--- Requirement ---
Examine the records and identify each line that includes the string "hand". Copy those lines.

--- Task input ---
+===+
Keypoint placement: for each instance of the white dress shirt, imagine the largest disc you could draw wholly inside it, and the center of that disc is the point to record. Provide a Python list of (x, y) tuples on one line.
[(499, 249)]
+===+
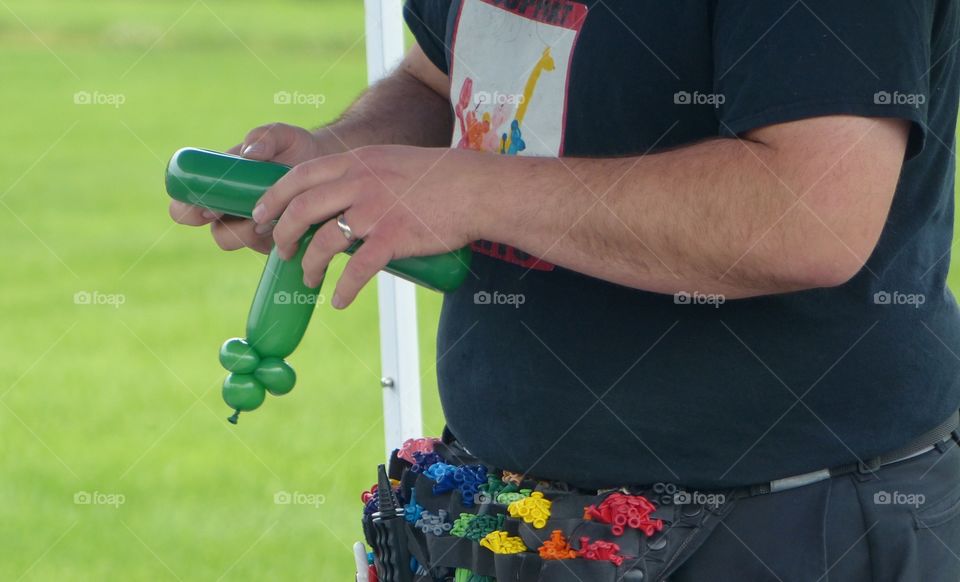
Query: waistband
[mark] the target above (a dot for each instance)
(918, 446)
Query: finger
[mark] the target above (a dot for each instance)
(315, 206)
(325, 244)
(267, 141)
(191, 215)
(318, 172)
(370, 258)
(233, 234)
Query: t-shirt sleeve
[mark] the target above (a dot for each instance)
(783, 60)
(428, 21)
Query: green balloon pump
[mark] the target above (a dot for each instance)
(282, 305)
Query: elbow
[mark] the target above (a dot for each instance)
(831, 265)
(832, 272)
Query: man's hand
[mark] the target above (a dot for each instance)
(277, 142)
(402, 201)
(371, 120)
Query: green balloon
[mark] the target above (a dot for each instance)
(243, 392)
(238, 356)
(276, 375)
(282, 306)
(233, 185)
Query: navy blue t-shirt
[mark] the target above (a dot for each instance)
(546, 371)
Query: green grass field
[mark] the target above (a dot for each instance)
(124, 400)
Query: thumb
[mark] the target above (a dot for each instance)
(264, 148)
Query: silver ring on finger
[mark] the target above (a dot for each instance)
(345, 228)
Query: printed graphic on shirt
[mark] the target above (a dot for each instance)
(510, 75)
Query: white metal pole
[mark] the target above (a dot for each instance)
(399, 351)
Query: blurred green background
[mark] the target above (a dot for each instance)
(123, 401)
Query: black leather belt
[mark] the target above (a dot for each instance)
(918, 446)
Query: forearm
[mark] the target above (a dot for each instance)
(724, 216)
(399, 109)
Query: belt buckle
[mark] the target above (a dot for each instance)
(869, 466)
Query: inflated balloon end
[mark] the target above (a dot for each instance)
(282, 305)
+===+
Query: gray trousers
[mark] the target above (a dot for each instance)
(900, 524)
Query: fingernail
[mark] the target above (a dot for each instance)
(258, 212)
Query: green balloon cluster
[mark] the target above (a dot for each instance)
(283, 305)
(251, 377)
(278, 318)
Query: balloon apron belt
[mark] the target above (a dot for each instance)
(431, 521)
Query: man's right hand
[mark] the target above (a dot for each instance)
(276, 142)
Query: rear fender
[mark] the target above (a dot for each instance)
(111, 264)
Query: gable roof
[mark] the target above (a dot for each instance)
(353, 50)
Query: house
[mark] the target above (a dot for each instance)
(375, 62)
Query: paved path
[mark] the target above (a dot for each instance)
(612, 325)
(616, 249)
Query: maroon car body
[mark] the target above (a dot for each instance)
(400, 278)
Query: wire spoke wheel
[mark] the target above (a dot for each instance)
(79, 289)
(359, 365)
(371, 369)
+===+
--- Solution to this exercise ---
Query: man's hand
Query: man's right hand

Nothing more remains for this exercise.